(Location labeling entries)
+++
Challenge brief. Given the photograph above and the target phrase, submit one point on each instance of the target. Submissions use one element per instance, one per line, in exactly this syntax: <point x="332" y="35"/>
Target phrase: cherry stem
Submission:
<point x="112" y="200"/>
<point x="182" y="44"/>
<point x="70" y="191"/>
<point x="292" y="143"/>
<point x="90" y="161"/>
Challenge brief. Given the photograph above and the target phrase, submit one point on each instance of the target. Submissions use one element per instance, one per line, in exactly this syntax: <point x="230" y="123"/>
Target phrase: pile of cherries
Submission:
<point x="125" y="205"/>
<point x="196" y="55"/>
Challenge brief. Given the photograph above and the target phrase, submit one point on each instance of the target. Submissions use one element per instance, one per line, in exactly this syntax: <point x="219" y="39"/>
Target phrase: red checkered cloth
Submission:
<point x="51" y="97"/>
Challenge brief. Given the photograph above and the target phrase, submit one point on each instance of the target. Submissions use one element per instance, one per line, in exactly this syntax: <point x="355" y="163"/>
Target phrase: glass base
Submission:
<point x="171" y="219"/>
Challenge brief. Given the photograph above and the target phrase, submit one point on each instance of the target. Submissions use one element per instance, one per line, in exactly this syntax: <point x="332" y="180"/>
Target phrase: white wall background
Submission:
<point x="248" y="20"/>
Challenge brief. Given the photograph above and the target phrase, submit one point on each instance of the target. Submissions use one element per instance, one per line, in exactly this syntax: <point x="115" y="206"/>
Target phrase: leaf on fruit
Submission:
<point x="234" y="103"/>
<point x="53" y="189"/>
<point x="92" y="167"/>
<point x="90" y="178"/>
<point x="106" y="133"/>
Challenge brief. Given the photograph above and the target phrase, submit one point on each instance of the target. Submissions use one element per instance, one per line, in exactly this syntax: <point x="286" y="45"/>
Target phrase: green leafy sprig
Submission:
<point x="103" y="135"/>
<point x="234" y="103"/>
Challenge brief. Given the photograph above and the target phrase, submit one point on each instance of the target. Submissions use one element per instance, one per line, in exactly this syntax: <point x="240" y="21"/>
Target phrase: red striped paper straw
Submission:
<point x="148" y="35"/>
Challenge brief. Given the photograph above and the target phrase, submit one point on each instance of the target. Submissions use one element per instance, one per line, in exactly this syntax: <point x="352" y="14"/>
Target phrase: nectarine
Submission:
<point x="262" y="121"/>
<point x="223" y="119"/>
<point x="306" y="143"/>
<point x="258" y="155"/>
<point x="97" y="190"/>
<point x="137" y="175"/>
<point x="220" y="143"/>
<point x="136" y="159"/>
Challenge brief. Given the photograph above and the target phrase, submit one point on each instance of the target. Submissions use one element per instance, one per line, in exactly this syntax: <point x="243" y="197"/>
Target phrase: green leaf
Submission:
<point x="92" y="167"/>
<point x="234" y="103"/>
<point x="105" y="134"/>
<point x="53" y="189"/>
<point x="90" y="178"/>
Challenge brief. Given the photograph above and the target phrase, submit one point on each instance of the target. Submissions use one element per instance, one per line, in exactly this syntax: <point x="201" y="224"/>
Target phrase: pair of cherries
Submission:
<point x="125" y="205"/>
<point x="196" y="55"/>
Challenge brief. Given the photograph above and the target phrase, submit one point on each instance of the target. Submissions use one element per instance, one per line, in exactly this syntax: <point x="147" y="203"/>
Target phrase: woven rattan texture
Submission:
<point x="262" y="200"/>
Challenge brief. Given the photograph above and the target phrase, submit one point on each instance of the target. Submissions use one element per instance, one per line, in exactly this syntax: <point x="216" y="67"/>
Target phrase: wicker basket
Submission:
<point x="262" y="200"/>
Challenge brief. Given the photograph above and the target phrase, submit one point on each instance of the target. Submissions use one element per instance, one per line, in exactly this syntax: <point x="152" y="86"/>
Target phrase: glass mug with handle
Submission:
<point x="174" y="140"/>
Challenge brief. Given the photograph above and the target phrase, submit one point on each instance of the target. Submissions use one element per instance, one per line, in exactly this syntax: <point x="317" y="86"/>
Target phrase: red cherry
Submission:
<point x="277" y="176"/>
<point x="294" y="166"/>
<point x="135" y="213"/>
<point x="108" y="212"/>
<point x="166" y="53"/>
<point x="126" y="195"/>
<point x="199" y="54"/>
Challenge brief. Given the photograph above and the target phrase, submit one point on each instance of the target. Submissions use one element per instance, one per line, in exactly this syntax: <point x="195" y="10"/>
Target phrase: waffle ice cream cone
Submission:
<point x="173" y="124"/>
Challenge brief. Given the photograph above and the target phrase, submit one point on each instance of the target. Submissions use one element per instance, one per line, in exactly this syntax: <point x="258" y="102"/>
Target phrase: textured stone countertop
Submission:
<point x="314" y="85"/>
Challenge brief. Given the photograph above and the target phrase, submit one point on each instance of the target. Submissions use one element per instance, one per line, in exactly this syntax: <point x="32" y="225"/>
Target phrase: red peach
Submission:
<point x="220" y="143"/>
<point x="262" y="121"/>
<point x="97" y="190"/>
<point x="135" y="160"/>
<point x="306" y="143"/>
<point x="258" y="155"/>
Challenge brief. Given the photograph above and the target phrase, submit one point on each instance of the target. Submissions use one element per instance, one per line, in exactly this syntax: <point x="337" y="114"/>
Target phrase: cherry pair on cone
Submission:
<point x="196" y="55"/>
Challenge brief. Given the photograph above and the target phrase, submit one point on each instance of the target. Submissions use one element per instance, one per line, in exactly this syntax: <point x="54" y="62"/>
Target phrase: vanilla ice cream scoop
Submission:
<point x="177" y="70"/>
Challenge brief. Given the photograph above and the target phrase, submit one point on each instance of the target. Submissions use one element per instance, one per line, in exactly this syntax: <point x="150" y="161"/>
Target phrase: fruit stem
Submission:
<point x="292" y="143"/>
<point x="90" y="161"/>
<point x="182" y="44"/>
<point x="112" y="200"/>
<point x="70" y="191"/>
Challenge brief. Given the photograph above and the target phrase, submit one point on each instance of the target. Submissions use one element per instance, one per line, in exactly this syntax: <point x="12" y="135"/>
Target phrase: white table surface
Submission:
+++
> PROBLEM TO SOLVE
Pull out every line in the entries above that contains the word "cherry", copying each line in full.

> RESPONSE TO THE EXERCISE
Target phrase: cherry stem
Target phrase: red cherry
Target phrase: cherry pair on cone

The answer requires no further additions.